* _What you need to do_
From the line containing "formatted like (331,78)" down to the last line of the listing, quote everything word for word, and nothing else, keeping pictures out.

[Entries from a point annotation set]
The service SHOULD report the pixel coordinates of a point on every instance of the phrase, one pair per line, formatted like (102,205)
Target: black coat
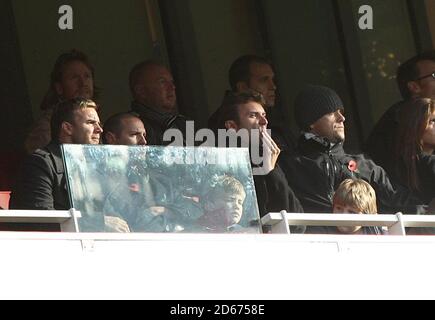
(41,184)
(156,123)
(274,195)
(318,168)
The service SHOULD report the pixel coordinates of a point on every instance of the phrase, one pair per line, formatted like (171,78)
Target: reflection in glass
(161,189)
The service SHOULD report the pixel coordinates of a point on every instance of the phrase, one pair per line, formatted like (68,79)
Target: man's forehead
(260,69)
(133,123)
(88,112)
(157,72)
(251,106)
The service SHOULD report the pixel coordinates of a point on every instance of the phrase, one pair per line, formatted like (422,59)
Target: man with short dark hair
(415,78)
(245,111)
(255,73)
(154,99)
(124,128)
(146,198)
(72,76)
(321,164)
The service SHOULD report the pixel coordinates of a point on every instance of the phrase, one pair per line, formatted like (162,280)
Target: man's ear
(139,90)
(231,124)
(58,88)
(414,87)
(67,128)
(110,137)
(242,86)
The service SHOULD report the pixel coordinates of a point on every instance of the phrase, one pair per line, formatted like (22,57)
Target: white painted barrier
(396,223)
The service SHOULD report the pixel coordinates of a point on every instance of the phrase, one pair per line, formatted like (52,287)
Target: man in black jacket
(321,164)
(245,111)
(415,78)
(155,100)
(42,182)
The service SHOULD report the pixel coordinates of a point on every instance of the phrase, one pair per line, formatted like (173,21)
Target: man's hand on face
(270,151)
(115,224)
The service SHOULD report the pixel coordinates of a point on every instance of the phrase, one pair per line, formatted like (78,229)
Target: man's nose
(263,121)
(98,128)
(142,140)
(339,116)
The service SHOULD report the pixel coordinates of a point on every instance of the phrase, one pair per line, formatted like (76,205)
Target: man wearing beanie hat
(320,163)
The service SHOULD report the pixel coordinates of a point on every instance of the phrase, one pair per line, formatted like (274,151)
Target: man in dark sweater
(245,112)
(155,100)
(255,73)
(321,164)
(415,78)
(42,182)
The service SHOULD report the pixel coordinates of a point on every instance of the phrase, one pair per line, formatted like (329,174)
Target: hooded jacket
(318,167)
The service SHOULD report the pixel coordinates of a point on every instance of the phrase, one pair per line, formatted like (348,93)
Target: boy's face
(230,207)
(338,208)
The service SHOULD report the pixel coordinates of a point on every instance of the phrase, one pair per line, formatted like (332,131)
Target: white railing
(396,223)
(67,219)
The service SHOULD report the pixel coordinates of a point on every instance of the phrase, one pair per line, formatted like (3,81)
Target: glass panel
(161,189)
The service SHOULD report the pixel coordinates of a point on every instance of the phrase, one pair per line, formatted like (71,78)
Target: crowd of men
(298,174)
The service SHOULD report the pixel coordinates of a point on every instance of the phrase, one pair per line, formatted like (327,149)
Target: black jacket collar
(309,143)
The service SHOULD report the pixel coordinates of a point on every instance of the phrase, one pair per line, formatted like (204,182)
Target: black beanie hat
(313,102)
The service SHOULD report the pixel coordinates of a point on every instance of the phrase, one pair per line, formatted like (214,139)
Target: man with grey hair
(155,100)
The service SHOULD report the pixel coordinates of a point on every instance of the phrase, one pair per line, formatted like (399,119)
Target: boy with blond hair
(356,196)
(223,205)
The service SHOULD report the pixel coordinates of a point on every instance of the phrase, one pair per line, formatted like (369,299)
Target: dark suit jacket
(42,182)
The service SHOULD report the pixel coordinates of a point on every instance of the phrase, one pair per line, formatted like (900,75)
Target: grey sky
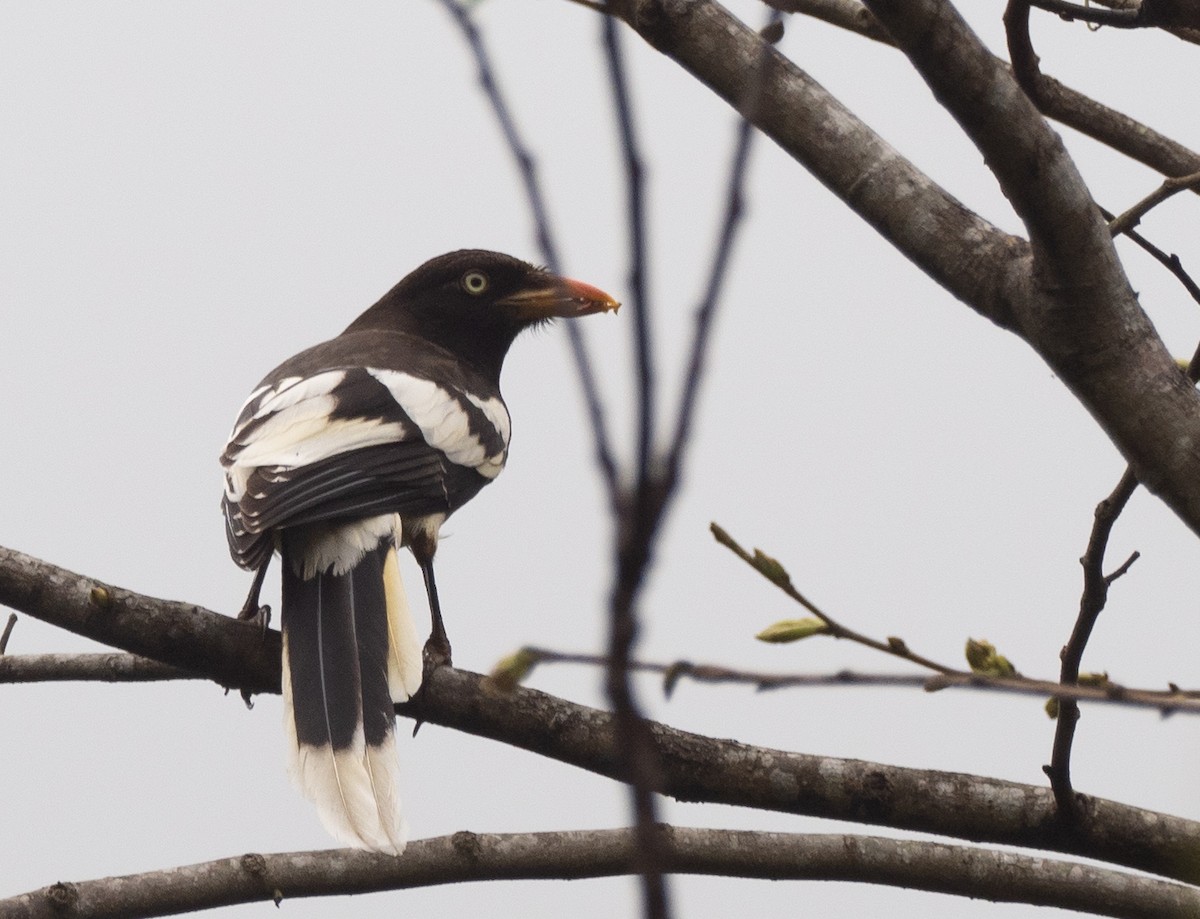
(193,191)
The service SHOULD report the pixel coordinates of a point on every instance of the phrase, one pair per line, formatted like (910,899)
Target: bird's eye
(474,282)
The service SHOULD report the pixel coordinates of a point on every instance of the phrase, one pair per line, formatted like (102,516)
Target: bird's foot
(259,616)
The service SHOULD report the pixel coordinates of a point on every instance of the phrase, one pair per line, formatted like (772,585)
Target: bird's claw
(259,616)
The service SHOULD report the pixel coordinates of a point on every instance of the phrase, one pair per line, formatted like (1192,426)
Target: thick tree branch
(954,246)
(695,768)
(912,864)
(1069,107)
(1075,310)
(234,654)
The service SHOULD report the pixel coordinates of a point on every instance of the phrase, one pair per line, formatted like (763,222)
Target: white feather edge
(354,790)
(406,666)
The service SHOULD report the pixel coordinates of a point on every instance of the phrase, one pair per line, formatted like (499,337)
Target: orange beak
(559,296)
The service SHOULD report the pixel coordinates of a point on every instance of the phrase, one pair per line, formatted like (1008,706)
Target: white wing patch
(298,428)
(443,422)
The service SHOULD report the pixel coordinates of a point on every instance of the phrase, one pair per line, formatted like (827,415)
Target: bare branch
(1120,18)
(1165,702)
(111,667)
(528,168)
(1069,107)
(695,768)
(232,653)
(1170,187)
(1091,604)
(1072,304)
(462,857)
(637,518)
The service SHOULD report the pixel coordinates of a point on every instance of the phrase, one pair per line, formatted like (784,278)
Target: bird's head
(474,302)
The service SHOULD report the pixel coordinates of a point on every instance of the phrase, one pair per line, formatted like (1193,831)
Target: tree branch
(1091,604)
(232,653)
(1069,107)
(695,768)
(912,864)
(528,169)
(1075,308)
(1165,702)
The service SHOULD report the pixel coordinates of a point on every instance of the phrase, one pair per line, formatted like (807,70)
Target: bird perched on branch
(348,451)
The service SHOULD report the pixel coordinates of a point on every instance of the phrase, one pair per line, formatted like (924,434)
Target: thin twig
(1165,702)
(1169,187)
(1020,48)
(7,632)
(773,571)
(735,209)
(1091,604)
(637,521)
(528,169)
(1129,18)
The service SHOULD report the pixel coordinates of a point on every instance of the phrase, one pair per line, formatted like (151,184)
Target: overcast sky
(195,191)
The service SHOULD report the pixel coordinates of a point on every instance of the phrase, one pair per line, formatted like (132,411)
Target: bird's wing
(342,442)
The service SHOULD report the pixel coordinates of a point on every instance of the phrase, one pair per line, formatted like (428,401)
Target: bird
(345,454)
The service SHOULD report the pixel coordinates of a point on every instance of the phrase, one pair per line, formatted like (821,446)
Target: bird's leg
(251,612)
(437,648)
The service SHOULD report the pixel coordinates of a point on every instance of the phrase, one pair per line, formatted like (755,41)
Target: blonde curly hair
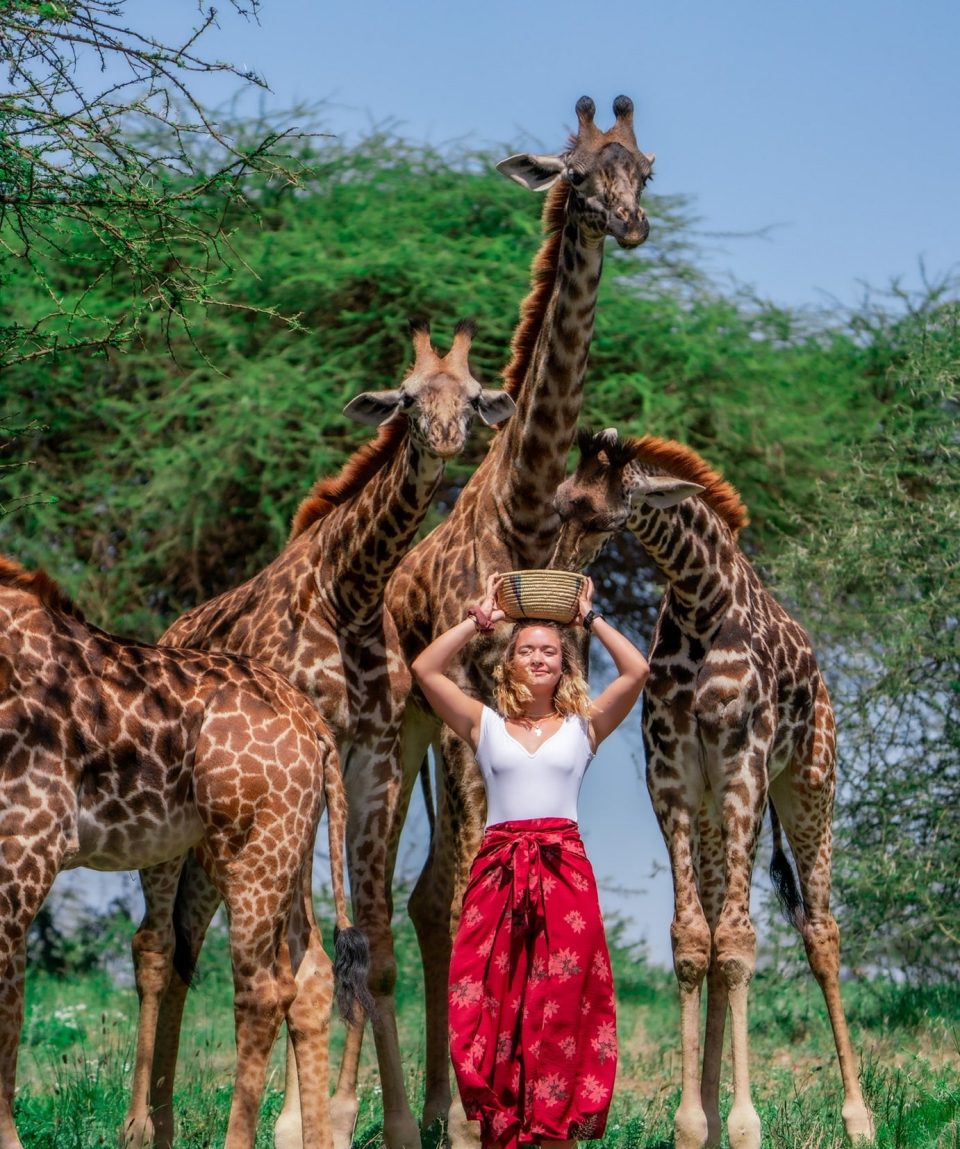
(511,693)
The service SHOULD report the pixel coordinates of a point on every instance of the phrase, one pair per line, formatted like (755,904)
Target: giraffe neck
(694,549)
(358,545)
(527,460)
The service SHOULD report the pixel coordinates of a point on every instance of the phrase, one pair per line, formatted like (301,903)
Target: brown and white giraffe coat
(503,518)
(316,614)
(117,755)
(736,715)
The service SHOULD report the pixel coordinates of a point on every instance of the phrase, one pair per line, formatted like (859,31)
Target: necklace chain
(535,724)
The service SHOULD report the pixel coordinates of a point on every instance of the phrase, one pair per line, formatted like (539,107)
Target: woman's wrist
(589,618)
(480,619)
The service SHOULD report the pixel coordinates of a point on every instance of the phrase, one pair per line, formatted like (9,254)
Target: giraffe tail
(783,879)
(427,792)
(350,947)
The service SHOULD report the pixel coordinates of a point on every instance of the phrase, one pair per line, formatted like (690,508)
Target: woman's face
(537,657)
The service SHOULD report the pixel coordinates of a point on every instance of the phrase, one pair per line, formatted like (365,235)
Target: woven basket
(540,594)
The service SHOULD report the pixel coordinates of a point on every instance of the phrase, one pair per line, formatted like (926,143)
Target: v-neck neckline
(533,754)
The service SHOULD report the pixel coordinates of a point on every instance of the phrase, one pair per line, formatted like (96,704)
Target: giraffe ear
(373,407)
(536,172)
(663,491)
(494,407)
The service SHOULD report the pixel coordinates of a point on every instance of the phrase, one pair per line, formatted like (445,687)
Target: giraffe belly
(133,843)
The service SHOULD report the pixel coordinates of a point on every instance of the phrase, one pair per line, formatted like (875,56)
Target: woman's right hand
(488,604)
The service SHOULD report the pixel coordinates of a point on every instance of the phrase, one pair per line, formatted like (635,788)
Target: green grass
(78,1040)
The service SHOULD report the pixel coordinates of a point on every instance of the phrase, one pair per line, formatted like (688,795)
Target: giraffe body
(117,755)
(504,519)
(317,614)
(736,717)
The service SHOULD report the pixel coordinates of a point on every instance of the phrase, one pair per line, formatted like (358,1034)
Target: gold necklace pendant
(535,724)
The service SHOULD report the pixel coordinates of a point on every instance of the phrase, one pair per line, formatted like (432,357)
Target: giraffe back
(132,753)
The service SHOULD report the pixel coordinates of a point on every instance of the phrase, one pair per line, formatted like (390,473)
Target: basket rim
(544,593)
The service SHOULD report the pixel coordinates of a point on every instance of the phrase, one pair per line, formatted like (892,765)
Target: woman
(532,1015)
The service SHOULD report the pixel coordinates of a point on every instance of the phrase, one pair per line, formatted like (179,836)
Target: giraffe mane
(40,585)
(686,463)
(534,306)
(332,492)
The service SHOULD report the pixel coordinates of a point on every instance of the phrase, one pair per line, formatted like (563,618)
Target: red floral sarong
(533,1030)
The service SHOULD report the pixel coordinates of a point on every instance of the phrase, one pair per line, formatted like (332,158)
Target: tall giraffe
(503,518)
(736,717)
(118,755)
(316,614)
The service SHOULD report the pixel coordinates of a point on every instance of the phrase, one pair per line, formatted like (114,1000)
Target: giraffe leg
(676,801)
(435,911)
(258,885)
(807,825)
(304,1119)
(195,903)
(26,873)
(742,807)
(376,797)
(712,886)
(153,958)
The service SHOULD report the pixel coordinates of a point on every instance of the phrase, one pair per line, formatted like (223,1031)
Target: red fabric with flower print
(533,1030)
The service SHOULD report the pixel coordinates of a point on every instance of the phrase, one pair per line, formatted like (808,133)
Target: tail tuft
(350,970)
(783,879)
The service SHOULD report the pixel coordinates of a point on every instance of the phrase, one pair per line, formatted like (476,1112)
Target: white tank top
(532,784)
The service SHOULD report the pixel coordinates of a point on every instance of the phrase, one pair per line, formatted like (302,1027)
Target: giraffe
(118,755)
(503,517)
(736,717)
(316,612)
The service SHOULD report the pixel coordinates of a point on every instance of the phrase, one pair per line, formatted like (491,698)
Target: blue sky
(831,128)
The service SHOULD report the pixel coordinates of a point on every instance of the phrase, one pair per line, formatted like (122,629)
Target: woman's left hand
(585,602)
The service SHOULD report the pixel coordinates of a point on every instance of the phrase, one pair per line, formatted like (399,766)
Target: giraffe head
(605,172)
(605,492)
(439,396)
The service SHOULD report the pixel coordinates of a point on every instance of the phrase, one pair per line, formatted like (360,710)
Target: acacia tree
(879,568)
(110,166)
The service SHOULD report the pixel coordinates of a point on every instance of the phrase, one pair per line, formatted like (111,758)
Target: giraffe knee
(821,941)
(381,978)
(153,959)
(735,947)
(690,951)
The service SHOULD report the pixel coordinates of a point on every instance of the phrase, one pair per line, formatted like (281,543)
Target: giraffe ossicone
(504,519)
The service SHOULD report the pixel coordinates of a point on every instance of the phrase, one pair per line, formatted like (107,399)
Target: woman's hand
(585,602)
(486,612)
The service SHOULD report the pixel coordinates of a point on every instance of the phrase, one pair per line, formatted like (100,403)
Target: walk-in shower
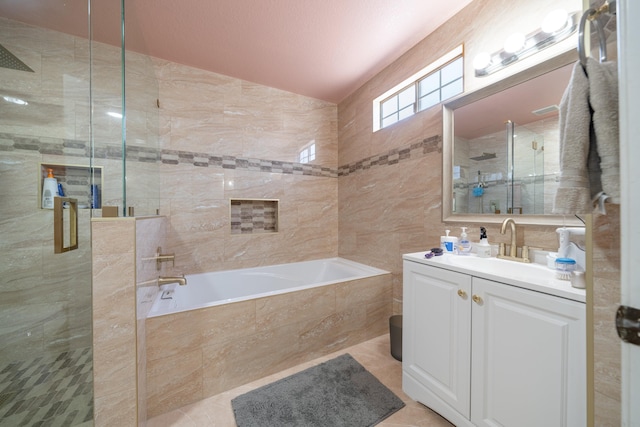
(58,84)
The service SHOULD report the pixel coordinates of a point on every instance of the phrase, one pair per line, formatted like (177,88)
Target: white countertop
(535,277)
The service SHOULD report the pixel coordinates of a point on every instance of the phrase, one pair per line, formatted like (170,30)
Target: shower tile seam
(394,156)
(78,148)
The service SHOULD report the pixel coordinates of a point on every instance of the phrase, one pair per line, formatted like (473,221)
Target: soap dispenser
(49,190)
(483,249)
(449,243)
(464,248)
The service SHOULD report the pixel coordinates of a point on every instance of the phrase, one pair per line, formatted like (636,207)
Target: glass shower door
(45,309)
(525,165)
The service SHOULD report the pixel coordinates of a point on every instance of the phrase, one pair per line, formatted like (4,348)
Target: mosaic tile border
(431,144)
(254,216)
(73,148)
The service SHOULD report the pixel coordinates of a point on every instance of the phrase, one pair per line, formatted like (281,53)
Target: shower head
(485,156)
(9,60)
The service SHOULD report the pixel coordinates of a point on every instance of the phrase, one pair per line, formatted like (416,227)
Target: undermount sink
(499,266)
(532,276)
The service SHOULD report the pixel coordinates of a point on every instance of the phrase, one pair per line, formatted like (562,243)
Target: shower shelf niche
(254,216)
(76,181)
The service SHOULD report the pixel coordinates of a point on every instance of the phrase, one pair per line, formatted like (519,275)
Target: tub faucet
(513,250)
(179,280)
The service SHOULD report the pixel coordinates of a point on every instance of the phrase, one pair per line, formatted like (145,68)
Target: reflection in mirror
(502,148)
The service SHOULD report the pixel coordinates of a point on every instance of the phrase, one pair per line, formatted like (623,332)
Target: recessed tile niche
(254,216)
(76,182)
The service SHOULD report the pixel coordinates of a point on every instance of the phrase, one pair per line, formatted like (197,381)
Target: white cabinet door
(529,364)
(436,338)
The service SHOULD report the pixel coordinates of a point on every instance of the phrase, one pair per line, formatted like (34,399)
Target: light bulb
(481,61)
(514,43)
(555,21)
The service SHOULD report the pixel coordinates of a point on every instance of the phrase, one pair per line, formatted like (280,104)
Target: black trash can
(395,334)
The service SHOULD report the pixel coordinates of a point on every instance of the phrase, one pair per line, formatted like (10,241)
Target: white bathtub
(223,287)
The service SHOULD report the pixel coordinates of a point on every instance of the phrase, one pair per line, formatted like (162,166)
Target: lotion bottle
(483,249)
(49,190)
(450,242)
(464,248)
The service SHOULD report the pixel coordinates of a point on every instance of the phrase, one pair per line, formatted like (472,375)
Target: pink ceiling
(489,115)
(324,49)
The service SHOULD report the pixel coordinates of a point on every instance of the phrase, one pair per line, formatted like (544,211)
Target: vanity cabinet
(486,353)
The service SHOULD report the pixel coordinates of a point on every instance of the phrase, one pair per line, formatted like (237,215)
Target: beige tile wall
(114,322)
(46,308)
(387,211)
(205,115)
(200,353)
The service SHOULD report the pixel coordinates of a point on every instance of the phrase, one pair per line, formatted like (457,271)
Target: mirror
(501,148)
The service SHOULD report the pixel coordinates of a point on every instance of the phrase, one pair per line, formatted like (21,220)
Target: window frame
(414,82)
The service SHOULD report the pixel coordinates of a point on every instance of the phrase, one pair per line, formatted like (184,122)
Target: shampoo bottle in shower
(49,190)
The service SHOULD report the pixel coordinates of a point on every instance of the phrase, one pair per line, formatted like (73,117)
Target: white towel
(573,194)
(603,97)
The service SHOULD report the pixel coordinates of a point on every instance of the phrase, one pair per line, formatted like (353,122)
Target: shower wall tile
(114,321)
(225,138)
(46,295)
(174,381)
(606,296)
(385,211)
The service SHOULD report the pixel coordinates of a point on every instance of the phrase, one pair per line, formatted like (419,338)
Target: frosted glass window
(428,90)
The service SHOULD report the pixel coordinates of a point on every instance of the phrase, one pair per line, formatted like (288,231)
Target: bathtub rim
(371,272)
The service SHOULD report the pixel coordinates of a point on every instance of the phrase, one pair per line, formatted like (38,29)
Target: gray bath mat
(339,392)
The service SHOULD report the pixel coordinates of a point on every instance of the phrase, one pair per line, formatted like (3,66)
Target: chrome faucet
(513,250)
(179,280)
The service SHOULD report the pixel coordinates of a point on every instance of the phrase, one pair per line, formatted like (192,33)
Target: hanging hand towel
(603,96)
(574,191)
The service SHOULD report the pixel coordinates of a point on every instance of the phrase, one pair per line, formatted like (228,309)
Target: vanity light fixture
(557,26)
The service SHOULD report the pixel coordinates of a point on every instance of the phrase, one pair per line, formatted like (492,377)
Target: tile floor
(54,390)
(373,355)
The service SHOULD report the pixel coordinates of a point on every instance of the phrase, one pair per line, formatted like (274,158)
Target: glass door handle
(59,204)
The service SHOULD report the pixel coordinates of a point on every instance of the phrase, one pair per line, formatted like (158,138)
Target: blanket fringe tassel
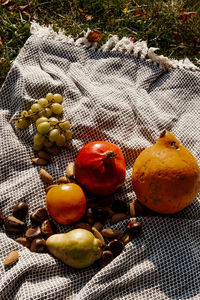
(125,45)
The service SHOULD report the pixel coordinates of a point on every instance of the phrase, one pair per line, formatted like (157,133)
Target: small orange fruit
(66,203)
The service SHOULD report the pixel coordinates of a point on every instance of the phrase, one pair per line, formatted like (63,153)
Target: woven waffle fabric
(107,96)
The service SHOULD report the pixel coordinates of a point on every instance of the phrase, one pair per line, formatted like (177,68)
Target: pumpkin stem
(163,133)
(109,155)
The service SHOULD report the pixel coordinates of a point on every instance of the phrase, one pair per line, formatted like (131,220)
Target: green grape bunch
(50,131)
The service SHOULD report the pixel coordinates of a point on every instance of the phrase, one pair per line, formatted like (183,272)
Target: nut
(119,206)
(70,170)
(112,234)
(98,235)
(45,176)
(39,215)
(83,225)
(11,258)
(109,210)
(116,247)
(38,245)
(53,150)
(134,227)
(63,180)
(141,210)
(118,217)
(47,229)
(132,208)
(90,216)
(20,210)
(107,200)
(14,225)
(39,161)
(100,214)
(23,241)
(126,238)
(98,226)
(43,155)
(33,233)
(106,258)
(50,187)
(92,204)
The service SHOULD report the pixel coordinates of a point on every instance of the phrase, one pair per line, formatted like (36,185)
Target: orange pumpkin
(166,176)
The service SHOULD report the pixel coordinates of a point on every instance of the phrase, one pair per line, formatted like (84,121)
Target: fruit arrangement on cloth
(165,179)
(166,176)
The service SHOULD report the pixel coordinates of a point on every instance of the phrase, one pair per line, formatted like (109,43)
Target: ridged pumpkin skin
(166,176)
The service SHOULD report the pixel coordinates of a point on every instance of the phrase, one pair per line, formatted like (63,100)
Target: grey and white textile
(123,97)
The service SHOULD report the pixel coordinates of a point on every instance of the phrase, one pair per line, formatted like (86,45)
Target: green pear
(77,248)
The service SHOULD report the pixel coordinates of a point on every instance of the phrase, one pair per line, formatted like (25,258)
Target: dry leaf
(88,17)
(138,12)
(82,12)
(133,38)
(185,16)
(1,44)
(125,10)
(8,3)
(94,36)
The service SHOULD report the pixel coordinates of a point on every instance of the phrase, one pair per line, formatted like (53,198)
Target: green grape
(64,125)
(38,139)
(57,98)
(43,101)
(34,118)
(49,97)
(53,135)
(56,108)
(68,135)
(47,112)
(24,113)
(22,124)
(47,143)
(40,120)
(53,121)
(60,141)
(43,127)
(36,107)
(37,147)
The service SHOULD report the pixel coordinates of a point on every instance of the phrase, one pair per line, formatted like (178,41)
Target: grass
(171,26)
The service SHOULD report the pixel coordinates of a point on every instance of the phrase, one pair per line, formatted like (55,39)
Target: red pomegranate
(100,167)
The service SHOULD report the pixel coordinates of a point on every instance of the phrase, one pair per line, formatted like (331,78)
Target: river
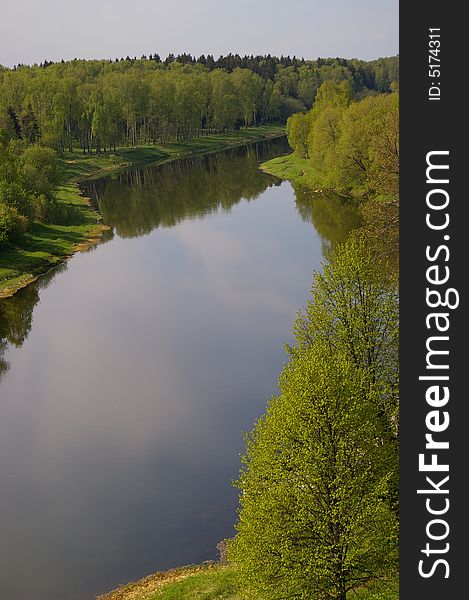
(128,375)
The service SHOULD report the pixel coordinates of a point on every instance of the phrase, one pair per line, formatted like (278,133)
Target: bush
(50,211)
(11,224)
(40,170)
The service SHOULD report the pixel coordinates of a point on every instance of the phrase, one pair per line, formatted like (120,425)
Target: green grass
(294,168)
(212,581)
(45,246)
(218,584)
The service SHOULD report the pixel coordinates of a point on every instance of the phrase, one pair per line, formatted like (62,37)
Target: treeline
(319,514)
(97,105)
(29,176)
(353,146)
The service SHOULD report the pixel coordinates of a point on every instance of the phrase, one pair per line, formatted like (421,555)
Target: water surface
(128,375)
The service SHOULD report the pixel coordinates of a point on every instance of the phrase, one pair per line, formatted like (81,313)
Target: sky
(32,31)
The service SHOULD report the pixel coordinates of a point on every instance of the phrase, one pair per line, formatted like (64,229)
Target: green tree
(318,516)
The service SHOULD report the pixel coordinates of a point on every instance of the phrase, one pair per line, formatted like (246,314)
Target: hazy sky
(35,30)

* _Solved problem_
The service SHOULD report the pixel coordinates of a point on every instance of the phrase, one pair per line, formatted like (331,78)
Target: river
(128,375)
The service SHOULD report the pixel coordinates of a point on every instance of the phrase, one pair per line, formatted like (278,133)
Target: bush
(50,211)
(11,224)
(40,170)
The service SHOULD report the pixel coordinates of a point on every instance of the phrase, one pair per line, formatted like (120,425)
Target: green grass
(294,168)
(212,581)
(45,246)
(218,584)
The service SHOULD report the pixel coordinates of a point on every instance of the phrase, one pair per line, formatted like (62,37)
Target: treeline
(319,514)
(97,105)
(29,176)
(353,146)
The service SHOULD report the pixel coordinates of a point on every instance of the phrase, one pair per line, formatted like (421,555)
Target: water surface
(128,375)
The service SHOULD report the pixel coordinates of a point on every instance of the phrase, one pair per line, formatted like (81,313)
Target: sky
(32,31)
The service SHOULD report the pixel coordinates of a point on every instance of the phrase, one pair per line, formatted like (64,229)
Target: green tree
(318,516)
The service SHOULD report the pixel coordinates of a point on every instance of the phrase, one pair per line, formatted like (246,314)
Target: hazy sky
(35,30)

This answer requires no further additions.